■ **Kaynak metin**:
┏━━

Seferihisar, değerini siyaseten de ortaya koydu aslında… Koltuğu devraldığınız Tunç Soyer bugün İzmir Büyükşehir Belediye Başkanı, bunun sizin üzerindeki sorumluğu nedir?

Koltuğu devraldığım başkanımın sorumluluğunu çok iyi biliyorum ve elimden geldiği kadar da halka yansıtmaya çalışıyorum. Vaatlerimizi yerine getirmek için çabalıyorum. Ülkedeki ekonomik kriz izin vermediği noktada da Tunç Başkanımızdan destek isteyebiliyorum. Bu anlamda çöp sorunundan tutun konut sorununa kadar tüm sorumluluklarımın gece gündüz takibindeyim. Burada yeri gelmişken tüm belediye çalışanları arkadaşlarıma da çok teşekkür ederim, beni hiçbir zaman yalnız bırakmadılar. Çünkü bu bahsettiğimiz sorumluluk sadece benim değil, onların da sorumluluğuydu. Hepsi elinden geleni yaptı ve yapmaya devam ediyor.

‘BİZ BUNA ASLA İZİN VERMEYİZ!’

Tunç Soyer ve sizin döneminizin kıyaslamaları yapılıyor mu? Çünkü bu konu siyasi istismara çok açık!

┗━━

■ **Veri bölümü**:
┏━━

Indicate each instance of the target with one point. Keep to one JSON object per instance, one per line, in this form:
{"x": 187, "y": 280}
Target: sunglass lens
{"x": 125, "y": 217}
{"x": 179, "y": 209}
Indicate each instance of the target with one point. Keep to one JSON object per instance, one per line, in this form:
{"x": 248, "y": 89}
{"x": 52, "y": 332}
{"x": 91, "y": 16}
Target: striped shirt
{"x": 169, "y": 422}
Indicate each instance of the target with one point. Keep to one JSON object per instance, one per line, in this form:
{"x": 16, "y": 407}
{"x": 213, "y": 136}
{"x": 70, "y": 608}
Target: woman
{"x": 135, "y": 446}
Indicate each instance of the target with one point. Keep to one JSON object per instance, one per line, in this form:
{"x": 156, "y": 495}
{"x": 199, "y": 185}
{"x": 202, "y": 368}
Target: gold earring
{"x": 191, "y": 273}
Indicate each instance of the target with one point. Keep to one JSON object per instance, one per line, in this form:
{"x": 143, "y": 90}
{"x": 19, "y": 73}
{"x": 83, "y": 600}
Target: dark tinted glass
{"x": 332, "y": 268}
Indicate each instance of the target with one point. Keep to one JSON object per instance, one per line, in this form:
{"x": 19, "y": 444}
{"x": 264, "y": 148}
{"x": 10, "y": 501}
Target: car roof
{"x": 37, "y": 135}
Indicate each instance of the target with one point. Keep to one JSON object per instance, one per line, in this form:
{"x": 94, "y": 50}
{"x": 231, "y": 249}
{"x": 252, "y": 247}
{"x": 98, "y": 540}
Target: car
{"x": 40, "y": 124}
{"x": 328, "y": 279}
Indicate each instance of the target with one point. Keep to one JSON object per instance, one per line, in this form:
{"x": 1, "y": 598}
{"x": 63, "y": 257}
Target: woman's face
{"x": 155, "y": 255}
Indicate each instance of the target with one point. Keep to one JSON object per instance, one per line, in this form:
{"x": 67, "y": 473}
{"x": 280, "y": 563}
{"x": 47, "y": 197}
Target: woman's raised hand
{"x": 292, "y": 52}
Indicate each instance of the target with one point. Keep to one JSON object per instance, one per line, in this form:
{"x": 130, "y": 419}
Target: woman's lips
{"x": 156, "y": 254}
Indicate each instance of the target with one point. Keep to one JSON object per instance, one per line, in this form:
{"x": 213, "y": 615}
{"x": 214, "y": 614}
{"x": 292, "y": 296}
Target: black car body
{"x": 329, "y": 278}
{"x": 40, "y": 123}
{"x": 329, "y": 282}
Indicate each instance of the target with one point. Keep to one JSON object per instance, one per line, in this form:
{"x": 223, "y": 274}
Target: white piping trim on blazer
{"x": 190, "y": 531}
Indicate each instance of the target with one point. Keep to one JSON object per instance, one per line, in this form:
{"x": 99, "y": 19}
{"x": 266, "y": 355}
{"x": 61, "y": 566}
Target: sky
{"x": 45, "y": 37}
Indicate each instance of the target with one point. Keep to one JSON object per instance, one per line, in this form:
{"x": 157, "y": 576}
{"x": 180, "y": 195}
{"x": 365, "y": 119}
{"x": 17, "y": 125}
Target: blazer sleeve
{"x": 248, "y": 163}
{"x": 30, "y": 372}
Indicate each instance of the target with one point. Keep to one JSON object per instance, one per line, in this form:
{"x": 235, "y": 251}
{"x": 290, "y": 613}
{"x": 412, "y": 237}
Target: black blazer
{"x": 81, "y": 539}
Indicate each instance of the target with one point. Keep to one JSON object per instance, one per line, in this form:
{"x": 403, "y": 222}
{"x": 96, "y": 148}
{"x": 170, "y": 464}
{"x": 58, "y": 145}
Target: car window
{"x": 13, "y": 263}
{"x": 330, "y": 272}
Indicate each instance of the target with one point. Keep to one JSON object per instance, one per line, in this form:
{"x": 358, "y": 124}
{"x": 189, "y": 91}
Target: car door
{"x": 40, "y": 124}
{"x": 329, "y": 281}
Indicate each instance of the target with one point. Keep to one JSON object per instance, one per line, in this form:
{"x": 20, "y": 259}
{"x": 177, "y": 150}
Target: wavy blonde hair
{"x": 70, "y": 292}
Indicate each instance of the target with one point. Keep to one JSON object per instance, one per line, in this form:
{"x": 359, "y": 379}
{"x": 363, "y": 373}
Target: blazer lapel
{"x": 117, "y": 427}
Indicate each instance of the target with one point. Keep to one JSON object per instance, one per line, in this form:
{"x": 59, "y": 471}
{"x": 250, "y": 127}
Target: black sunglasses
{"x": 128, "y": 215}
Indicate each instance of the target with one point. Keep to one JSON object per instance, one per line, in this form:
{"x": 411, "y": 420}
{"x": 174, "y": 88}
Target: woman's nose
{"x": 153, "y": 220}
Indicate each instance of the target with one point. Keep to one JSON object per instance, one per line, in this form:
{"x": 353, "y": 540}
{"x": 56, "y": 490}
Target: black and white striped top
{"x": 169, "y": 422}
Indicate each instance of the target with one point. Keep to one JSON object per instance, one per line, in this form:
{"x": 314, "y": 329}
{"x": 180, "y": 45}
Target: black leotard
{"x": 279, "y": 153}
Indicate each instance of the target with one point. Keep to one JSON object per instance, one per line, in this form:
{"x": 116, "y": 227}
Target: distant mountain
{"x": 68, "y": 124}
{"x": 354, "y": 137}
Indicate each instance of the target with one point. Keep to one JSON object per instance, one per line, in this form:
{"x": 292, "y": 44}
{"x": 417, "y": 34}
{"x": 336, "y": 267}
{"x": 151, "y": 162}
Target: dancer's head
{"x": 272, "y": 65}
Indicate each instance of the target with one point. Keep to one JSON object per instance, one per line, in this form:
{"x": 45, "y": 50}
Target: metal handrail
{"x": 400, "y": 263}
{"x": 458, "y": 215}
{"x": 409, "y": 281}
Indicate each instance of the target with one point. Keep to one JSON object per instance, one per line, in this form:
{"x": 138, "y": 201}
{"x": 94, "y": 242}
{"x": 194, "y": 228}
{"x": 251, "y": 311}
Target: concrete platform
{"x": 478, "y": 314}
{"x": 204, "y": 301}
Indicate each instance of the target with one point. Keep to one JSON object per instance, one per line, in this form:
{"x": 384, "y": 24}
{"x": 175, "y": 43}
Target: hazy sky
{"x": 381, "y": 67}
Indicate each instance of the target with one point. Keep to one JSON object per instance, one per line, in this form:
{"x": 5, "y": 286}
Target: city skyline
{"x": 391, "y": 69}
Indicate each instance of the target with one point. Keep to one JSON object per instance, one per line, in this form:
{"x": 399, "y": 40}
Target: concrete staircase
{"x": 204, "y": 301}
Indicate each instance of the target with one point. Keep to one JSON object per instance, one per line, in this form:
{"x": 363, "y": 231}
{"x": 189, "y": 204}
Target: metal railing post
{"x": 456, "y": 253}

┗━━

■ **Çözülecek problemler**:
[1] Seferihisar söyleşisine göre şu soruları yanıtlayın:
(a) Tunç Soyer bugün hangi görevdedir?
(b) Konuşmacı, ülkedeki ekonomik kriz izin vermediğinde kimden destek isteyebildiğini söylüyor?
(c) Konuşmacı, yeri gelmişken kimlere teşekkür ediyor?
[2] Aşağıdaki ifadeler Seferihisar söyleşisiyle uyuşuyor mu? Her biri için evet ya da hayır deyin ve söyleşiden belirleyici sözleri aynen aktarın.
(a) Konuşmacıya göre belediye çalışanları onu zaman zaman yalnız bıraktı.
(b) Konuşmacı, çöp sorunundan konut sorununa kadar sorumluluklarını takip ettiğini söylüyor.
(c) Konuşmacıya göre sözü edilen sorumluluk yalnızca kendisine aittir.
[3] Seferihisar söyleşisini kaldığı yerden sürdürün.
Girdiler, Seferihisar söyleşisinden bağımsız, ayrı bir malzemedir.

■ **Görev yanıtları**:
[1]
(a) İzmir Büyükşehir Belediye Başkanıdır.
(b) Tunç Başkan'dan, yani Tunç Soyer'den.
(c) Tüm belediye çalışanı arkadaşlarına.

[2]
(a) Hayır: "beni hiçbir zaman yalnız bırakmadılar"
(b) Evet: "çöp sorunundan tutun konut sorununa kadar tüm sorumluluklarımın gece gündüz takibindeyim"
(c) Hayır: "bu bahsettiğimiz sorumluluk sadece benim değil, onların da sorumluluğuydu"

[3]
Biz buna asla izin vermeyiz. Ne Tunç Başkanım ne de ben, isimlerimizi başkalarına kullandırtmayız. Bugüne kadar Tunç Başkanım ne yaptıysa her şeyiyle arkasındayım. Kendisi de benim Seferihisar’da yaptıklarımın arkasında durdu ve durmaya devam edeceğine inanıyorum. Bizim aramızda yarış asla ama asla olmaz. Öyle bir kıyaslama yapacak olanlara da gereken cevabı veririz. Seferihisar’da yapılan tüm iyi işleri sürdürmeye devam ediyoruz, yarım kalanları da yine Tunç Başkanımın desteğiyle tamamlıyoruz.

‘SONRAKİ DÖNEMİ YÜZDE 64’LE ALIRIM’

Peki belediye başkanı olarak nasıl bir hizmet anlayışı sürdürüyorsunuz? Önümüzdeki dönem için iddianız var mı?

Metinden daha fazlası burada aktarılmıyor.